Extrait choisi:

━━━━━━━━━━

L’adoption d’une nouvelle Constitution suffit-elle pour préfigurer l’entrée dans une nouvelle République, en l’absence de crise constitutionnelle, politique, ou en l’absence de changement de la nature de régime (parlementaire, semi parlementaire, semi présidentiel) ?
Si la deuxième République est intervenue en Côte d’Ivoire à partir de 2000, c’est bien parce que la première a été dissoute et que la Constitution a été abolie, suite au coup d’État de Décembre 1999.
Nous ne sommes pas dans une situation identique en ce moment.
Au contraire nous sommes dans un contexte marqué par le fonctionnement normal des institutions avec la mise en place d’un comité d’experts, avec les consultations initiées par Alassane Ouattara avec les partis politiques, les religieux et la société civile, et avec l’examen annoncé du projet aussi bien par le gouvernement et que les députés, à l’Assemblée nationale. Des députés en fin de mandat qui doivent décider pour les 5 à 5ans à venir, face à un président qui vient d’être réélu. Un agenda qui fait poser cette question : et si le référendum constitutionnel était reporté à 2017, après la mise en place de la nouvelle Assemblée nationale ?
En France, la 5 ème République de 1958 qui est toujours en vigueur et qui avait marqué le retour du Général De Gaulle au pouvoir, avait instauré le suffrage universel direct pour l’élection du Président de la République. Celui-ci est alors devenu le détenteur exclusif du pouvoir exécutif, au détriment du Premier ministre, qui avait l’imperium dans le cadre du régime des partis et des coalitions dénoncé par De Gaulle.
Attention à la question des dispositions transitoires
Sur la question des dispositions transitoires annoncées par le porte-parole du gouvernement ivoirien, et devant permettre au Président de la République de gouverner jusqu’à la mise en place de la Constitution en 2020, il y’a problème : car dès l’instant où le peuple adopte la Constitution, celle-ci s’impose et s’applique immédiatement.
L’un des objectifs du Président ivoirien est justement d’extirper de la Constitution actuelle du pays, la disposition relative à l’immunité accordée aux auteurs du coup d’État.

━━━━━━━━━━

Extraits de données sur le pointage d'objets:
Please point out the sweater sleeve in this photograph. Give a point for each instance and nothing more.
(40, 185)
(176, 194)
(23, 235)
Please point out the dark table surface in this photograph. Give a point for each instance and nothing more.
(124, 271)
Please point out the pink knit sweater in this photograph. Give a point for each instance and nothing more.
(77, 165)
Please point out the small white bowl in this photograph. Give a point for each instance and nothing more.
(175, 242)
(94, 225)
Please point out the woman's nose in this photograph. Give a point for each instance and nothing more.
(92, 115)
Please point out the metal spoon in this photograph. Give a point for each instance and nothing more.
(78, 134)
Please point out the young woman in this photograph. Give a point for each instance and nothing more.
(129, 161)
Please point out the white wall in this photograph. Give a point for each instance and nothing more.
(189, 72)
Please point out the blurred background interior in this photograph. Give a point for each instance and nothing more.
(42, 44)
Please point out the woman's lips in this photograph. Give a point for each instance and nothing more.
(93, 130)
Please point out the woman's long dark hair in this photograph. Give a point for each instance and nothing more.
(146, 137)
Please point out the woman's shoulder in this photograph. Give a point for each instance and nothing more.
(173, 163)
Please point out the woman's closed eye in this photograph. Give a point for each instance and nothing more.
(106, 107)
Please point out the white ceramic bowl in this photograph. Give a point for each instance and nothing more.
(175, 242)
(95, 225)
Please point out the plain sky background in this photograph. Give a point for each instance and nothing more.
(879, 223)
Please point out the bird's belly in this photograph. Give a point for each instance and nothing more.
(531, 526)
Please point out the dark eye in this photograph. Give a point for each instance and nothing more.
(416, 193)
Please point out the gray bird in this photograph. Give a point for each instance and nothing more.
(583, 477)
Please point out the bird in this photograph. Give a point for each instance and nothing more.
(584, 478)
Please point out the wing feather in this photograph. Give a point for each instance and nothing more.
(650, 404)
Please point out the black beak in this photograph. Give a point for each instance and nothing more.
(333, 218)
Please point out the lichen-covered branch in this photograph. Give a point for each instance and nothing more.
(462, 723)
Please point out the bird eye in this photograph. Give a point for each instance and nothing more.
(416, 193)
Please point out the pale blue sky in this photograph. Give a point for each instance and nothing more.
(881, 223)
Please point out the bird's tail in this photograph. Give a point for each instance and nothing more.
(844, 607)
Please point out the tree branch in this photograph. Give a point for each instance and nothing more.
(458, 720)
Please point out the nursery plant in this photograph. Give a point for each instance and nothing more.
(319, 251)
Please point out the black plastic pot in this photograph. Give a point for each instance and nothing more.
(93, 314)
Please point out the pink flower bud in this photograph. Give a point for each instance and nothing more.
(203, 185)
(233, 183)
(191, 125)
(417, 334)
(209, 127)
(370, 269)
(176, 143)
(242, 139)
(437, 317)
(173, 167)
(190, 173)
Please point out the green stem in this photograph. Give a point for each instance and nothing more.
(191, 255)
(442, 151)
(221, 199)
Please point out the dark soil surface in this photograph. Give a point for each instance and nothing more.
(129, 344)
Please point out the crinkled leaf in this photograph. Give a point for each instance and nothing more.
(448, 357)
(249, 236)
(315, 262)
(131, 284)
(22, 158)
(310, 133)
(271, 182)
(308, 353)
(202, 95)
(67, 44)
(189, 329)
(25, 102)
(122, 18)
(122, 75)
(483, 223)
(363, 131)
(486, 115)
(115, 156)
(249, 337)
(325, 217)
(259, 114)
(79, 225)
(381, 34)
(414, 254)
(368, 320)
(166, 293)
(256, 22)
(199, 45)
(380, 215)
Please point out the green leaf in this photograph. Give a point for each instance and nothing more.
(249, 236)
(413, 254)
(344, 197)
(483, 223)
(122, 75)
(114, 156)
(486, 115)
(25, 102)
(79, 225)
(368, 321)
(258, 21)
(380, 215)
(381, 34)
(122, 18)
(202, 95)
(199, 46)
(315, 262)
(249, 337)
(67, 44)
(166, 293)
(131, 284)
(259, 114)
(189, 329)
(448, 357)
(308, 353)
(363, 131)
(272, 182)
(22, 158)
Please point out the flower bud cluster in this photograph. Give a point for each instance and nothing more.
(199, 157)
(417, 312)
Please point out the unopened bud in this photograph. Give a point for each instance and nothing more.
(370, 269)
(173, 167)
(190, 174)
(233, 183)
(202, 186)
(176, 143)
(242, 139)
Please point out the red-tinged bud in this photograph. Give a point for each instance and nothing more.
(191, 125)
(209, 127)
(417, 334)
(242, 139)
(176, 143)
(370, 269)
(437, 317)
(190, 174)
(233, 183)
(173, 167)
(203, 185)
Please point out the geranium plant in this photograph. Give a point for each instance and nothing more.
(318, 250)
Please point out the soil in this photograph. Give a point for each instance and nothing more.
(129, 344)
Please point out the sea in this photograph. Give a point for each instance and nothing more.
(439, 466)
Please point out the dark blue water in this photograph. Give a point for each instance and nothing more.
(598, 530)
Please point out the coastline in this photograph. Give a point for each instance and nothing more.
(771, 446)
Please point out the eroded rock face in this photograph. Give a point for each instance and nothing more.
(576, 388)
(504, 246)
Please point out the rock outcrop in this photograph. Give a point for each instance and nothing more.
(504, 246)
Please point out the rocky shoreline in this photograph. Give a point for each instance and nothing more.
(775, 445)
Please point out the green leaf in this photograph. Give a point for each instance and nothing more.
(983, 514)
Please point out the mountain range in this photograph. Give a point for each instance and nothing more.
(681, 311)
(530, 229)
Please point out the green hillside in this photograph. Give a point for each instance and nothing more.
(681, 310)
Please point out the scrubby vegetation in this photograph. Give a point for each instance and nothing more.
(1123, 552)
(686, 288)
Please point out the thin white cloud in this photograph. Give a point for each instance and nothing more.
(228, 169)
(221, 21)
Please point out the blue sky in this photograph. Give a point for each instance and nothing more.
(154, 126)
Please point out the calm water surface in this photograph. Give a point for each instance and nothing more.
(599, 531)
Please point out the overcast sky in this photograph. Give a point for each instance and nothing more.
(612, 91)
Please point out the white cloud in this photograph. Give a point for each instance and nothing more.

━━━━━━━━━━

Série d'exercices:
1. Résumez l'extrait en deux phrases.
2. Recopiez, dans l'extrait, le passage qui va de « En France, la » jusqu'à « par De Gaulle. ».
Les entrées ne sont pas nécessaires ici.

Corrigés détaillés:
1. L'extrait se demande si l'adoption d'une nouvelle Constitution suffit à ouvrir une nouvelle République en Côte d'Ivoire, alors que les institutions fonctionnent normalement, contrairement à 2000, où la deuxième République avait suivi le coup d'État de décembre 1999. Il met aussi en garde contre les dispositions transitoires annoncées par le gouvernement, car une Constitution adoptée par le peuple s'impose et s'applique immédiatement.

2.
En France, la 5 ème République de 1958 qui est toujours en vigueur et qui avait marqué le retour du Général De Gaulle au pouvoir, avait instauré le suffrage universel direct pour l’élection du Président de la République. Celui-ci est alors devenu le détenteur exclusif du pouvoir exécutif, au détriment du Premier ministre, qui avait l’imperium dans le cadre du régime des partis et des coalitions dénoncé par De Gaulle.